On April 29, 2024, the EEOC published its Enforcement Guidance on Harassment in the Workplace – the first update to the agency’s harassment guidance since 1999. The guidance replaced five prior guidance documents issued between 1987 and 1999 and was approved by a partisan 3-2 vote. The guidance was a sweeping, roughly 90-page document that addressed harassment across every protected characteristic under federal EEO law.
The next year, on January 28, 2025, EEOC Acting Chair Andrea Lucas rolled back much of the EEOC’s Biden-era guidance related to gender identity discrimination and harassment, aligning with President Trump’s Executive Order 14168 signed on Inauguration Day. However, Lucas could not formally rescind guidance that had been previously approved by a majority vote of the Commission, and she was limited to removing certain materials from the EEOC’s internal and external websites and other public documents. At that time, the EEOC lacked a quorum, so a formal rescission vote was not possible.
Along the way, the State of Texas and the Heritage Foundation sued to enjoin the guidance, arguing it was contrary to law, arbitrary and capricious, and in excess of the EEOC’s statutory rulemaking authority. In the case of Texas v. Equal Employment Opportunity Commission, No. 2:24-CV-173 (N.D. Tex. May 15, 2025) a federal district court in Texas agreed, and struck down portions of the 2024 guidance addressing bathroom, dress, and pronoun accommodations, finding the EEOC had exceeded its statutory authority by expanding the definition of “sex” beyond the biological binary.
Following up on the announced Andrea Lucas roll back, on January 22, 2026, the EEOC officially voted 2-1 along party lines to formally rescind its 2024 Enforcement Guidance on Harassment in the Workplace in its entirety. Chair Lucas and Commissioner Brittany Panuccio (confirmed in October 2025, restoring the quorum) voted for rescission, while Democratic Commissioner Kalpana Kotagal dissented.
It had been anticipated that the EEOC might limit the rescission to portions addressing sexual orientation and transgender status, but the Commission voted to rescind the guidance in its entirety – including sections on race, color, pregnancy, disability, and other protected categories that were largely uncontroversial. Some employment law commentators have theorized that the Trump EEOC chose a complete rescission because it would be easier than making piecemeal edits, and that any replacement guidance might emphasize religious-based harassment and so-called “reverse” harassment.
The rescission does not amend Title VII itself or overturn existing Supreme Court precedent, including the Bostock v. Clayton County, Georgia, 590 U.S. 644 (2020) decision holding that Title VII prohibits discrimination based on sexual orientation and gender identity.
The guidance was nonbinding and provided stakeholders with information on how the EEOC planned to enforce the law – it did not change employers’ underlying legal obligations. Employees can still pursue harassment claims, courts interpret the law independently, and state and local anti-discrimination laws remain unaffected.

About this task:
Output the passage of the EEOC harassment guidance text from "The rescission does" up to and including "and gender identity.", copied word for word. You will not need the stored records for this.

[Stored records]

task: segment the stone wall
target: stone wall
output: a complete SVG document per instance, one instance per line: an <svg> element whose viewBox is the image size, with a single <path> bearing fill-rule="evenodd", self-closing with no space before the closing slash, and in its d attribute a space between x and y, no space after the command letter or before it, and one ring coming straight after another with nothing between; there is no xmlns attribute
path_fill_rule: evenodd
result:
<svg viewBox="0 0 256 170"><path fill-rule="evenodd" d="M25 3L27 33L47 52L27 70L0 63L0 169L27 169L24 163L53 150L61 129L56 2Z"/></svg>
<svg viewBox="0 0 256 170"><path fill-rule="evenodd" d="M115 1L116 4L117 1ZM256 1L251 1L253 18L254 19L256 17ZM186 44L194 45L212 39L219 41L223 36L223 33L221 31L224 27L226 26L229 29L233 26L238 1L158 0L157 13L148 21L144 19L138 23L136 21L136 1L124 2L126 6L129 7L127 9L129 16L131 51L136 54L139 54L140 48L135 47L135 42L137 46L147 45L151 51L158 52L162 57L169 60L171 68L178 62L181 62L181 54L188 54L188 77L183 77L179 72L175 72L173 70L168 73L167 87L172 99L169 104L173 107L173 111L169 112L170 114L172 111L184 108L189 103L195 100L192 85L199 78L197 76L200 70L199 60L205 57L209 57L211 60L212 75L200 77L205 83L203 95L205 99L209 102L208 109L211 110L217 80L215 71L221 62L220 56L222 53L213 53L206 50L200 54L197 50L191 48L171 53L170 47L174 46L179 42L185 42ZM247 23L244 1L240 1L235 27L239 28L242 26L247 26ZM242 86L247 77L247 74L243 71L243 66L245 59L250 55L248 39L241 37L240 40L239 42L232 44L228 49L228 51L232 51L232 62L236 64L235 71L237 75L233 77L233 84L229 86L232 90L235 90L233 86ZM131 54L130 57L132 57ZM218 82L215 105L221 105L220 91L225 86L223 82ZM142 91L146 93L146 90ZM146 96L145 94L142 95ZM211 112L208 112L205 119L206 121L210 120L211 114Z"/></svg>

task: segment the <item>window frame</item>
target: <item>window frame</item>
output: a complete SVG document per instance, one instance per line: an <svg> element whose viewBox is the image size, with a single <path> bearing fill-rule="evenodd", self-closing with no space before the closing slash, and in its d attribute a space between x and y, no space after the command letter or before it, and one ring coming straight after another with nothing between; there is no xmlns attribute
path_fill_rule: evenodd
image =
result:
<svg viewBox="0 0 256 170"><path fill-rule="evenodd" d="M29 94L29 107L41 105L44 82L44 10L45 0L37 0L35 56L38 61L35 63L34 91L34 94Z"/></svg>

Problem solution:
The rescission does not amend Title VII itself or overturn existing Supreme Court precedent, including the Bostock v. Clayton County, Georgia, 590 U.S. 644 (2020) decision holding that Title VII prohibits discrimination based on sexual orientation and gender identity.